Recorded data:

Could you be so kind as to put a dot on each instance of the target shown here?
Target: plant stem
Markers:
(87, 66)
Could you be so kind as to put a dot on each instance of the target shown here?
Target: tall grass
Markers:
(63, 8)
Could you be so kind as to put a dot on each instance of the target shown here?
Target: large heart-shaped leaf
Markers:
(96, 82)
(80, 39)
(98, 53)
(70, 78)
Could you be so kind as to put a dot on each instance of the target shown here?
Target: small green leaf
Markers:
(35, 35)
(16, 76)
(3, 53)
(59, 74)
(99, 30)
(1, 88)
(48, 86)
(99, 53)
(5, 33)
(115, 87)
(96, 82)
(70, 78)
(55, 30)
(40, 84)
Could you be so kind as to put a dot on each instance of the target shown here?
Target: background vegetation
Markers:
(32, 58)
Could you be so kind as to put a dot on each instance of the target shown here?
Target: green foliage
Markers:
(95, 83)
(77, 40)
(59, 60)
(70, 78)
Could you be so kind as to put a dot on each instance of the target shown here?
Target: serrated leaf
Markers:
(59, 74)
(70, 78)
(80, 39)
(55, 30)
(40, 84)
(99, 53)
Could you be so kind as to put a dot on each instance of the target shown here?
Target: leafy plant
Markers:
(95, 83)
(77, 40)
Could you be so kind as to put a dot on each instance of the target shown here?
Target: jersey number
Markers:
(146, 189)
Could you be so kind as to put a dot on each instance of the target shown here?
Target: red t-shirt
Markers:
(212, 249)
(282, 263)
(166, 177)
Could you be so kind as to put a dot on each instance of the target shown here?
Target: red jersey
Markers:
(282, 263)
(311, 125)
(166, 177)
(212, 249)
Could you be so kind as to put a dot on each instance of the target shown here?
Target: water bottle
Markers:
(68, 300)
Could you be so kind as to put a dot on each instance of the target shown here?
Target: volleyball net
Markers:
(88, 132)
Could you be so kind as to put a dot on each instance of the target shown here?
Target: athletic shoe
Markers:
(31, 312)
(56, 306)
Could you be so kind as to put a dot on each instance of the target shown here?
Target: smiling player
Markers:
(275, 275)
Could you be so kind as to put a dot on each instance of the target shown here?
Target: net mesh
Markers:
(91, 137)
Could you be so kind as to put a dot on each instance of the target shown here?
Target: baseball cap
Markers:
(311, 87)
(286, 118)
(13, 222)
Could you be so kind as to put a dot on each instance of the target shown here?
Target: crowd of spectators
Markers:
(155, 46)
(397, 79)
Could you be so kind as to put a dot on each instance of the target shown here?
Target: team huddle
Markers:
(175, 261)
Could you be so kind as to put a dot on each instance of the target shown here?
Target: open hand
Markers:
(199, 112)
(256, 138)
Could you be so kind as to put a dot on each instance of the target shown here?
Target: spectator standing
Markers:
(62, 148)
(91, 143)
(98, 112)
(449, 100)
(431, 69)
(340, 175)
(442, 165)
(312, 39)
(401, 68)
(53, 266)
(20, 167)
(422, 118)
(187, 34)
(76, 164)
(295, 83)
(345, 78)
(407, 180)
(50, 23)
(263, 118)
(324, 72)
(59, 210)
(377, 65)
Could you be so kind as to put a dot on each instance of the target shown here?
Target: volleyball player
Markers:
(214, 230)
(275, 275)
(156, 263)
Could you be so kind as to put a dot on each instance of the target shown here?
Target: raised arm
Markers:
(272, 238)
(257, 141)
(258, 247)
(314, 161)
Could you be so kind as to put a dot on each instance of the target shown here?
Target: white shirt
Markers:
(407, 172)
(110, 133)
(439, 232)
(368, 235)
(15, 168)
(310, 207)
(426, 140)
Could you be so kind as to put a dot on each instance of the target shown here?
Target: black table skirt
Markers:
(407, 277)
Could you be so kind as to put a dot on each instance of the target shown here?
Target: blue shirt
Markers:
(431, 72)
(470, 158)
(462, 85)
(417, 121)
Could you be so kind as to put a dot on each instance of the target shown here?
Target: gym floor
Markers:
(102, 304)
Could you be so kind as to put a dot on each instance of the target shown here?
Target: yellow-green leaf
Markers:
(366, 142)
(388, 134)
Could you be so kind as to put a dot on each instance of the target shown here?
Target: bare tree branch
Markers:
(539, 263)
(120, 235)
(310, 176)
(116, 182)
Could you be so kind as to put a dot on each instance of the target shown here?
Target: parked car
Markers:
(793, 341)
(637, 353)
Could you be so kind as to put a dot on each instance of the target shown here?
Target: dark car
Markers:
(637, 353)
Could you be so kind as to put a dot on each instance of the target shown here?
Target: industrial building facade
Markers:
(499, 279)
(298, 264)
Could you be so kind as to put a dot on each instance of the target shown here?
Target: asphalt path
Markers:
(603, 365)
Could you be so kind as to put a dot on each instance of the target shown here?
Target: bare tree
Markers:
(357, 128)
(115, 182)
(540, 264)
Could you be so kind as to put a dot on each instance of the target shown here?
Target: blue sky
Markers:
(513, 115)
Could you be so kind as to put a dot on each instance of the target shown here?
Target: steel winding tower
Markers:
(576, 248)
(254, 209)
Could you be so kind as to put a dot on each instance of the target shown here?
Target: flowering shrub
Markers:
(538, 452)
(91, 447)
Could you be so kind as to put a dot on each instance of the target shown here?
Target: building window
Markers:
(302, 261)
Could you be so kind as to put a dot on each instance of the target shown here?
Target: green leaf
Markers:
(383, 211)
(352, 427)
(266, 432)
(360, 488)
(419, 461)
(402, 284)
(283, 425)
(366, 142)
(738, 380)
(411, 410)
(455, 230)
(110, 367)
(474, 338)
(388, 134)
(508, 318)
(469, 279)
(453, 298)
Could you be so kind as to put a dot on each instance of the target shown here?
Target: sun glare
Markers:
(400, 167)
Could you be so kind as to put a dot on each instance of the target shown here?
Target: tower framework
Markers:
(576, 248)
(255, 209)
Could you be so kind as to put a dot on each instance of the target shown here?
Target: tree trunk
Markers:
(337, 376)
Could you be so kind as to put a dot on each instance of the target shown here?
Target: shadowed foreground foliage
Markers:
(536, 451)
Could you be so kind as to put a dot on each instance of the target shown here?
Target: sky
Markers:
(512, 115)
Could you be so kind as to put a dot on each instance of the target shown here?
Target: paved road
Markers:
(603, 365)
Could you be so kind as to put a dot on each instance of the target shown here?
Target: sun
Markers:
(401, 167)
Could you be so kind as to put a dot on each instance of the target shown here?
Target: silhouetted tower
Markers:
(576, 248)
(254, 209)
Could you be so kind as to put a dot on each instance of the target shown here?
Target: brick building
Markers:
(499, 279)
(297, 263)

- Task statement: For this exercise, give every entry again exactly as it appears.

- Answer to this problem:
Could you be so kind as to put a dot on each instance of the target shown here?
Target: plant stem
Markers:
(87, 66)
Could you be so kind as to put a dot on each instance of the target shown here?
Target: tall grass
Markers:
(63, 8)
Could you be so kind as to put a dot on each instance of the target shown here?
Target: large heart-shaped leaf
Markers:
(96, 82)
(80, 39)
(98, 53)
(70, 78)
Could you be so kind as to put a dot on each instance of the target shown here?
Target: small green leaf
Markers:
(35, 35)
(16, 76)
(3, 53)
(59, 74)
(99, 30)
(1, 88)
(48, 86)
(99, 53)
(5, 33)
(115, 87)
(96, 82)
(70, 78)
(55, 30)
(40, 84)
Could you be so kind as to put a dot on each instance of the target shown here?
Target: background vegetation
Markers:
(32, 58)
Could you be so kind as to put a dot on each instance of the target shown here?
Target: green foliage
Markers:
(95, 83)
(77, 40)
(59, 60)
(70, 78)
Could you be so kind as to put a dot on each instance of the target shown here?
Target: serrated leaf
Markers:
(59, 74)
(70, 78)
(80, 39)
(55, 30)
(40, 84)
(99, 53)
Could you be so kind as to put a dot on each instance of the target shown here?
Target: leafy plant
Markers:
(95, 83)
(77, 40)
Could you be so kind as to put a dot on each instance of the target shown here?
Target: jersey number
Markers:
(146, 189)
Could you be so kind as to put a dot on each instance of the target shown here?
Target: red t-shirt
Markers:
(212, 249)
(282, 263)
(166, 177)
Could you be so kind as to put a dot on each instance of the target shown here?
Target: red jersey
Markers:
(282, 263)
(311, 125)
(166, 177)
(212, 249)
Could you be so kind as to put a dot on each instance of the target shown here?
Target: water bottle
Markers:
(68, 300)
Could you be so kind as to put a dot on each instance of the target shown here?
Target: volleyball net
Markers:
(88, 132)
Could you be so kind as to put a dot on each instance of the target shown here?
Target: athletic shoe
Markers:
(31, 312)
(56, 306)
Could you be so kind as to put a dot on each instance of the target shown here?
Target: smiling player
Markers:
(275, 275)
Could you be so kind as to put a dot on each instance of the target shown here?
Target: net mesh
Markers:
(91, 137)
Could you be so kind as to put a dot on each instance of the target shown here?
Target: baseball cap
Markers:
(311, 87)
(286, 118)
(13, 222)
Could you be so kind as to put a dot on each instance of the target shown here?
Target: crowd of spectators
Markers:
(155, 46)
(397, 79)
Could you be so kind as to put a dot on each instance of the target shown here?
Target: team huddle
Markers:
(175, 261)
Could you be so kind as to put a dot on each instance of the target shown here?
Target: open hand
Markers:
(199, 112)
(256, 138)
Could you be so kind as to put a dot on each instance of the target shown here?
Target: spectator standing
Markers:
(62, 148)
(91, 143)
(98, 112)
(449, 100)
(431, 69)
(340, 175)
(442, 165)
(312, 39)
(401, 68)
(53, 266)
(20, 167)
(422, 118)
(187, 34)
(76, 164)
(295, 83)
(345, 78)
(407, 180)
(50, 23)
(263, 118)
(324, 72)
(59, 210)
(377, 65)
Could you be so kind as to put a dot on each instance of the target shown here?
Target: volleyball player
Markers:
(214, 230)
(275, 275)
(156, 263)
Could you be so kind as to put a dot on each instance of the target shown here?
Target: raised arm
Markers:
(272, 238)
(257, 141)
(258, 247)
(314, 161)
Could you be so kind as to put a dot on each instance of the target shown here?
Target: white shirt
Markers:
(407, 172)
(110, 133)
(439, 232)
(368, 235)
(15, 168)
(310, 207)
(426, 140)
Could you be so kind as to put a dot on each instance of the target shown here?
Target: black table skirt
Markers:
(407, 277)
Could you be so kind as to put a dot on each instance of the target shown here?
Target: blue shirt
Markers:
(431, 72)
(470, 158)
(462, 85)
(417, 121)
Could you be so kind as to put a dot on each instance of the target shown here?
Target: gym floor
Markers:
(102, 304)
Could you be so kind as to put a dot on each instance of the target shown here?
Target: yellow-green leaf
Markers:
(366, 142)
(388, 134)
Could you be so kind as to put a dot on each instance of the target shown here?
Target: bare tree branch
Markers:
(539, 263)
(120, 235)
(310, 176)
(116, 182)
Could you be so kind as to put a dot on each instance of the target shown here?
Target: parked car
Markers:
(793, 341)
(637, 353)
Could you be so kind as to put a dot on each instance of the target shown here?
Target: dark car
Markers:
(637, 353)
Could you be so kind as to put a dot on each instance of the target shown here?
Target: industrial building facade
Markers:
(499, 279)
(298, 264)
Could you be so kind as to put a dot on each instance of the target shown here?
Target: asphalt path
Markers:
(603, 365)
Could you be so kind as to put a dot on each instance of the target shown here?
Target: bare tree
Markers:
(357, 128)
(115, 182)
(540, 264)
Could you be so kind as to put a dot on each instance of the target shown here?
Target: blue sky
Markers:
(513, 115)
Could you be so kind as to put a dot on each instance of the target shown here?
Target: steel winding tower
Markers:
(576, 248)
(254, 209)
Could you be so kind as to put a dot on each instance of the target shown here?
Target: flowering shrub
Markers:
(538, 452)
(91, 447)
Could you be so kind as to put a dot on each instance of the target shown here?
Target: building window
Markers:
(302, 261)
Could you be so kind as to put a dot on each instance of the target shown here?
Target: green leaf
Markers:
(383, 211)
(352, 427)
(266, 432)
(360, 488)
(419, 461)
(402, 284)
(283, 425)
(366, 142)
(738, 380)
(411, 410)
(455, 230)
(110, 367)
(474, 338)
(388, 134)
(508, 318)
(469, 279)
(453, 298)
Could you be so kind as to put a dot on each instance of the target shown here?
Target: sun glare
Markers:
(400, 167)
Could you be so kind as to put a dot on each instance of the target shown here?
Target: tower framework
Markers:
(576, 248)
(255, 209)
Could you be so kind as to put a dot on each instance of the target shown here?
Target: tree trunk
Markers:
(337, 376)
Could you be so kind as to put a dot on each instance of the target shown here?
Target: shadowed foreground foliage
Markers:
(536, 451)
Could you be so kind as to put a dot on each instance of the target shown here?
Target: sky
Markers:
(512, 115)
Could you be so kind as to put a dot on each instance of the target shown here?
Target: paved road
Markers:
(603, 365)
Could you be so kind as to put a dot on each instance of the target shown here?
Target: sun
Markers:
(401, 167)
Could you be so kind as to put a dot on each instance of the target shown here?
Target: silhouetted tower
Markers:
(576, 248)
(254, 209)
Could you be so kind as to put a dot on each instance of the target shown here?
Target: brick building
Markers:
(499, 279)
(297, 263)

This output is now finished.